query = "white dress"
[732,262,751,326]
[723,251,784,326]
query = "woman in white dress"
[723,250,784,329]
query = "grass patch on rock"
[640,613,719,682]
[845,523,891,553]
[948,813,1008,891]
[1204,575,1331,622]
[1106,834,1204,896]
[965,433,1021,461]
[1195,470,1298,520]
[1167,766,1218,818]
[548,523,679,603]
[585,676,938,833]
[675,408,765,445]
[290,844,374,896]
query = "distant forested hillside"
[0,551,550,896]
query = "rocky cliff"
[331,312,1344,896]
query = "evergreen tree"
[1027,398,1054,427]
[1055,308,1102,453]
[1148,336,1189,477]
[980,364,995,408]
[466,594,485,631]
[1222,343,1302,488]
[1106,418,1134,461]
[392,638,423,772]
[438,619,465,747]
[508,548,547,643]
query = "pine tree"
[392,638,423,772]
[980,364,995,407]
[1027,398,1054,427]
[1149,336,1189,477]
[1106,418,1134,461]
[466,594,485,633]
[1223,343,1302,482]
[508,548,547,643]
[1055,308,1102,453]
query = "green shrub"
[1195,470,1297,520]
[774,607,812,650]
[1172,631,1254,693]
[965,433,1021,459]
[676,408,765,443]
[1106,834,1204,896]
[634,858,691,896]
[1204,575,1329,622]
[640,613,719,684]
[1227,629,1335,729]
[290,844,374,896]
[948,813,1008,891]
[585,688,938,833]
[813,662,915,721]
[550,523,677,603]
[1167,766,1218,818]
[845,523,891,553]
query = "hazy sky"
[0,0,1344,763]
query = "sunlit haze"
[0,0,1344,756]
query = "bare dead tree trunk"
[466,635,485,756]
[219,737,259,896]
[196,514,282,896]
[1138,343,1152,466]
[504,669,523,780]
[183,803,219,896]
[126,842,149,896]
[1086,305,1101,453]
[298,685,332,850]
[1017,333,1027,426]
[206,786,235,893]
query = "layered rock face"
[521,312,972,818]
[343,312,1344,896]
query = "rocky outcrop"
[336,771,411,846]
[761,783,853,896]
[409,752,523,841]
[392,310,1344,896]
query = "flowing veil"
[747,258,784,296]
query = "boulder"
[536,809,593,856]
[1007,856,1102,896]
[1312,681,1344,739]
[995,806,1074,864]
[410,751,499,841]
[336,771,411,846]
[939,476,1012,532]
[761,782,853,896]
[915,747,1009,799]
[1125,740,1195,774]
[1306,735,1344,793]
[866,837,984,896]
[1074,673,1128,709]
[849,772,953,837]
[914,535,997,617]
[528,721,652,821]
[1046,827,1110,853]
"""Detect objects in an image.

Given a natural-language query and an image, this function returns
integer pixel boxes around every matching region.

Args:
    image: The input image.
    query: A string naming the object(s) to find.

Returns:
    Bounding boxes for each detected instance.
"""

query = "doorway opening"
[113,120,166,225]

==================================================

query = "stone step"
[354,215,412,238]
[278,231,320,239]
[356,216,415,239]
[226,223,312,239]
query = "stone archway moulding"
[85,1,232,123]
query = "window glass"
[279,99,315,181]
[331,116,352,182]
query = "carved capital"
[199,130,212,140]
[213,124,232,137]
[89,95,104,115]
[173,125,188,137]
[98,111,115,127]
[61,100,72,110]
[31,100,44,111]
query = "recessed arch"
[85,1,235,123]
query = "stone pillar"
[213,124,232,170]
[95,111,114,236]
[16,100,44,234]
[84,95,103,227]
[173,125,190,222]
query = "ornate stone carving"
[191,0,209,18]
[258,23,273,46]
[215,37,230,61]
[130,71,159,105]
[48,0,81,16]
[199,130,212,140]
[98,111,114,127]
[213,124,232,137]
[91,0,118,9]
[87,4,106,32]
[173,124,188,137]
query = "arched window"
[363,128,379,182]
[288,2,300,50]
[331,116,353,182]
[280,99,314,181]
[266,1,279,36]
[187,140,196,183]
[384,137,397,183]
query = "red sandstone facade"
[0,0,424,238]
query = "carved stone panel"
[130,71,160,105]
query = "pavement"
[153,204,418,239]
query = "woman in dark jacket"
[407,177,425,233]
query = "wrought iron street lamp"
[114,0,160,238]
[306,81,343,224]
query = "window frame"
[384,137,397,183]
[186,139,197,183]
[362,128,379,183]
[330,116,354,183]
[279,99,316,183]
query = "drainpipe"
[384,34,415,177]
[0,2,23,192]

==================================================

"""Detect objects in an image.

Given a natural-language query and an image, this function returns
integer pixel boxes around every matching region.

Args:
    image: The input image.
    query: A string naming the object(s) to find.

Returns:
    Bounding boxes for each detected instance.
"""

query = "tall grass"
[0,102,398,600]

==================================================

Pull out every line in the items above that contains the word "dress".

query = "white dress"
query = "woman in white dress"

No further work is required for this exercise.